**Task description**
Each line below must be reproduced exactly.

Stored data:

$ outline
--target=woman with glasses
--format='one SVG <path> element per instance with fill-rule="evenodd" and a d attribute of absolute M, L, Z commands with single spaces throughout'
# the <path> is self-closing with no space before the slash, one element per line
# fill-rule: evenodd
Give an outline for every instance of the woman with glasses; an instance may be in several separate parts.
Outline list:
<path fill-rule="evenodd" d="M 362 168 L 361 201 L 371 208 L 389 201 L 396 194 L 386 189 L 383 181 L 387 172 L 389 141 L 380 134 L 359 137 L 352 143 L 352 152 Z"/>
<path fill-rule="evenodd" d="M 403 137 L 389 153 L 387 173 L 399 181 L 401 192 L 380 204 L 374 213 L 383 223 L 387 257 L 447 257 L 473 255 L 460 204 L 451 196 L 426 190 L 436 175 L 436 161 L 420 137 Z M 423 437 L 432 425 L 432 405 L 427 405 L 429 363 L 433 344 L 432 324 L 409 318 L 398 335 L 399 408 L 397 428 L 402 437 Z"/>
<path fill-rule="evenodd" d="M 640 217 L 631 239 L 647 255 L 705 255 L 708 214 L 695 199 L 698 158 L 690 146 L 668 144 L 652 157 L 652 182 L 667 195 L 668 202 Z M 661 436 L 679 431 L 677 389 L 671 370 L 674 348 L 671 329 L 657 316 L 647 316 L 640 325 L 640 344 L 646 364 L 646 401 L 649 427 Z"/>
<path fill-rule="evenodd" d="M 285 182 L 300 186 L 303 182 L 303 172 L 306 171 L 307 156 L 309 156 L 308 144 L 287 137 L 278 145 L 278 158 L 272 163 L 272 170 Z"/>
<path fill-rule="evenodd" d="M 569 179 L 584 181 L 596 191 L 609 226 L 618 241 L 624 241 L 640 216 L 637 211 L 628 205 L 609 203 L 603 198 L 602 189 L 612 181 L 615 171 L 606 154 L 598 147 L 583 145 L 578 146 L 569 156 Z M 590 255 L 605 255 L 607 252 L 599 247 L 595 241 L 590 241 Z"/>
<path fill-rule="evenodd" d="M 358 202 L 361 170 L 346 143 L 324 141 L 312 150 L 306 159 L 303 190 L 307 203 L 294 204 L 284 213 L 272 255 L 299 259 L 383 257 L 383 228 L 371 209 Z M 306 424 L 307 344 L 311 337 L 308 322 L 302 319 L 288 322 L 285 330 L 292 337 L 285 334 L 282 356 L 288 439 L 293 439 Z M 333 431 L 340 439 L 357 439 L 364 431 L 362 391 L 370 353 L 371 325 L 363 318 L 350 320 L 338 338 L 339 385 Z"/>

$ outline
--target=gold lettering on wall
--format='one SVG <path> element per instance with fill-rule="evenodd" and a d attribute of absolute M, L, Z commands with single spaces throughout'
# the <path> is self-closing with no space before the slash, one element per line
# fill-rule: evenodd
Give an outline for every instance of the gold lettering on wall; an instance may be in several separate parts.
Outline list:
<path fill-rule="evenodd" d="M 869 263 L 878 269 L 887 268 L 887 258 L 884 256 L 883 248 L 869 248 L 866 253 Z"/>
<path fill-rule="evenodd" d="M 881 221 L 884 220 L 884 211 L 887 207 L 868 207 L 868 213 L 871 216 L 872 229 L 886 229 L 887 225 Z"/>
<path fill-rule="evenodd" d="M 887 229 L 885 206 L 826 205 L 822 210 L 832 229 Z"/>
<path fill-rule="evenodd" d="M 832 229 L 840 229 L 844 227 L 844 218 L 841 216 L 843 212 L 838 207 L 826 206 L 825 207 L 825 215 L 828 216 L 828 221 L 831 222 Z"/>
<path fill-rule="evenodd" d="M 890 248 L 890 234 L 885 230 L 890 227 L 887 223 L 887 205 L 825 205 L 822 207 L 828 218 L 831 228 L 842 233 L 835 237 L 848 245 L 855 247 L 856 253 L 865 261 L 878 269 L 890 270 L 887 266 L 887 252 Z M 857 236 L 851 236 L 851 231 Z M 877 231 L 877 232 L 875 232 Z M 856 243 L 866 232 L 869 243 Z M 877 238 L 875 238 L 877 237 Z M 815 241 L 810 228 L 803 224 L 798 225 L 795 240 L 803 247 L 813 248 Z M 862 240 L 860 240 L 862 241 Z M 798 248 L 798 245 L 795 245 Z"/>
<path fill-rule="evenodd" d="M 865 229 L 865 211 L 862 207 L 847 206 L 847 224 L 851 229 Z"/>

**Completed exercise**
$ outline
--target=woman with glasses
--format='one SVG <path> element per instance with fill-rule="evenodd" and a d attribute of absolute M, L, Z commands with single spaces throughout'
# the <path> is self-closing with no space before the slash, one element per line
# fill-rule: evenodd
Give an outline for every instance of the woman with glasses; an instance may be in several separate parts.
Outline list:
<path fill-rule="evenodd" d="M 362 168 L 361 201 L 371 208 L 389 201 L 396 194 L 386 189 L 383 181 L 387 172 L 389 141 L 380 134 L 359 137 L 352 143 L 352 152 Z"/>
<path fill-rule="evenodd" d="M 403 137 L 389 153 L 387 173 L 399 181 L 401 192 L 380 204 L 374 213 L 383 223 L 387 257 L 447 257 L 473 255 L 460 204 L 451 196 L 426 190 L 436 175 L 436 161 L 420 137 Z M 423 437 L 432 425 L 432 405 L 427 405 L 429 363 L 433 344 L 432 324 L 409 318 L 398 335 L 399 408 L 397 428 L 402 437 Z"/>
<path fill-rule="evenodd" d="M 640 217 L 631 239 L 647 255 L 705 255 L 708 214 L 695 199 L 698 158 L 690 146 L 668 144 L 652 157 L 652 182 L 667 195 L 668 202 Z M 661 436 L 679 431 L 677 389 L 671 370 L 674 348 L 671 329 L 657 316 L 647 316 L 640 325 L 640 344 L 646 364 L 646 401 L 649 427 Z"/>
<path fill-rule="evenodd" d="M 285 182 L 300 186 L 303 182 L 303 172 L 306 171 L 307 156 L 309 156 L 308 144 L 287 137 L 278 145 L 278 158 L 272 163 L 272 170 Z"/>
<path fill-rule="evenodd" d="M 569 179 L 584 181 L 596 191 L 609 226 L 618 241 L 624 241 L 640 216 L 637 211 L 628 205 L 609 203 L 603 198 L 602 189 L 612 181 L 615 171 L 606 154 L 598 147 L 583 145 L 578 146 L 569 156 Z M 590 255 L 605 255 L 607 252 L 599 247 L 595 241 L 590 241 Z"/>
<path fill-rule="evenodd" d="M 358 202 L 361 170 L 346 143 L 324 141 L 312 150 L 306 159 L 303 190 L 307 203 L 294 204 L 284 213 L 272 255 L 299 259 L 383 257 L 383 228 L 371 209 Z M 306 424 L 307 344 L 311 337 L 308 322 L 302 319 L 288 322 L 285 330 L 292 337 L 285 334 L 282 356 L 288 439 L 293 439 Z M 333 431 L 340 439 L 357 439 L 364 431 L 362 391 L 370 353 L 371 325 L 363 318 L 350 320 L 338 338 L 339 385 Z"/>

$ outline
--target=gold lettering on wall
--format='one SVG <path> element per instance with fill-rule="evenodd" and a d attribute of absolute M, L, Z commands with single spaces throughout'
# the <path> is self-closing with no space before the slash, one element per line
# fill-rule: evenodd
Give an outline for every instance of the gold lettering on wall; an instance may be in several separate parts.
Outline list:
<path fill-rule="evenodd" d="M 869 263 L 878 269 L 887 268 L 887 258 L 884 256 L 883 248 L 869 248 L 866 253 Z"/>
<path fill-rule="evenodd" d="M 881 221 L 884 220 L 884 211 L 887 207 L 868 207 L 868 213 L 871 216 L 872 229 L 886 229 L 887 225 Z"/>
<path fill-rule="evenodd" d="M 887 229 L 885 206 L 826 205 L 822 210 L 832 229 Z"/>
<path fill-rule="evenodd" d="M 832 229 L 840 229 L 844 227 L 844 218 L 841 216 L 843 212 L 838 207 L 826 206 L 825 207 L 825 215 L 828 216 L 828 221 L 831 222 Z"/>
<path fill-rule="evenodd" d="M 890 248 L 890 234 L 885 230 L 890 227 L 887 223 L 887 205 L 825 205 L 822 207 L 828 218 L 831 228 L 842 233 L 835 237 L 848 245 L 855 247 L 856 253 L 865 261 L 878 269 L 890 270 L 887 266 L 887 252 Z M 857 236 L 851 236 L 851 231 Z M 877 231 L 877 232 L 875 232 Z M 856 243 L 866 232 L 869 243 Z M 877 238 L 875 238 L 877 237 Z M 815 241 L 810 228 L 803 224 L 798 225 L 795 240 L 803 247 L 813 248 Z M 862 240 L 860 240 L 862 241 Z M 798 248 L 798 245 L 795 245 Z"/>
<path fill-rule="evenodd" d="M 865 229 L 865 211 L 862 207 L 847 206 L 847 224 L 851 229 Z"/>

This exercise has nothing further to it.